**Source extract:**
----
Historically, hooks are declared by placing an executable into
$GIT_DIR/hooks/$HOOKNAME (or $HOOKDIR/$HOOKNAME). Although hooks taken
from the config are more featureful than hooks placed in the $HOOKDIR,
those hooks should not stop working for users who already have them.

Legacy hooks should be run directly, not in shell. We know that they are
a path to an executable, not a oneliner script - and running them
directly takes care of path quoting concerns for us for free.

Signed-off-by: Emily Shaffer <emilyshaffer@google.com>
---

Notes:
    Newly split into its own commit since v4, and taking place much sooner.
    
    An unfortunate side effect of adding this support *before* the
    hook.runHookDir support is that the labels on the list are not clear -
    because we aren't yet flagging which hooks are from the hookdir versus
    the config. I suppose we could move the addition of that field to the
    struct hook up to this patch, but it didn't make a lot of sense to me to
    do it just for cosmetic purposes.
----
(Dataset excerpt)
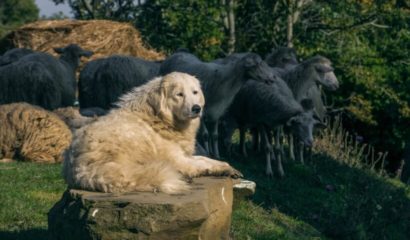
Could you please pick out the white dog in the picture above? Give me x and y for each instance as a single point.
(146, 144)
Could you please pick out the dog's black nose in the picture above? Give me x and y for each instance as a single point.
(196, 109)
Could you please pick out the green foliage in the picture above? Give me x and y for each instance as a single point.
(28, 191)
(367, 40)
(324, 199)
(339, 201)
(14, 13)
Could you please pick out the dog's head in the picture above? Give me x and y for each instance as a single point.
(181, 97)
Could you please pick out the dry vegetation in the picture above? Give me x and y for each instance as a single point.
----
**The tasks:**
1 – Print the portion of the commit message on legacy hooks between "Signed-off-by: Emily Shaffer" and "for cosmetic purposes.", inclusive.
2 – Write the next part of the commit message on legacy hooks, picking up after its last sentence.
The listing is separate material and has no connection to the commit message.

**Answers to each task:**
1 –
Signed-off-by: Emily Shaffer <emilyshaffer@google.com>
---

Notes:
    Newly split into its own commit since v4, and taking place much sooner.
    
    An unfortunate side effect of adding this support *before* the
    hook.runHookDir support is that the labels on the list are not clear -
    because we aren't yet flagging which hooks are from the hookdir versus
    the config. I suppose we could move the addition of that field to the
    struct hook up to this patch, but it didn't make a lot of sense to me to
    do it just for cosmetic purposes.

2 –
 builtin/hook.c                | 18 ++++++++++++++----
 hook.c                        | 15 +++++++++++++++
 hook.h                        |  1 +
 t/t1360-config-based-hooks.sh | 19 +++++++++++++++++++
 4 files changed, 49 insertions(+), 4 deletions(-)

diff --git a/builtin/hook.c b/builtin/hook.c
index 4d36de52f8..a0013ae4d7 100644
--- a/builtin/hook.c
+++ b/builtin/hook.c
@@ -16,6 +16,7 @@ static int list(int argc, const char **argv, const char *prefix)
 	struct list_head *head, *pos;
 	struct hook *item;
 	struct strbuf hookname = STRBUF_INIT;
+	struct strbuf hookdir_annotation = STRBUF_INIT;
 
 	struct option list_options[] = {
 		OPT_END(),
@@ -42,10 +43,17 @@ static int list(int argc, const char **argv, const char *prefix)
 
 	list_for_each(pos, head) {
 		item = list_entry(pos, struct hook, list);
-		if (item)
-			printf("%s: %s\n",
-			       config_scope_name(item->origin),
-			       item->command.buf);
+		if (item) {
+			/* Don't translate 'hookdir' - it matches the config */
+			printf("%s: %s%s\n",
+			       (item->from_hookdir
+				? "hookdir"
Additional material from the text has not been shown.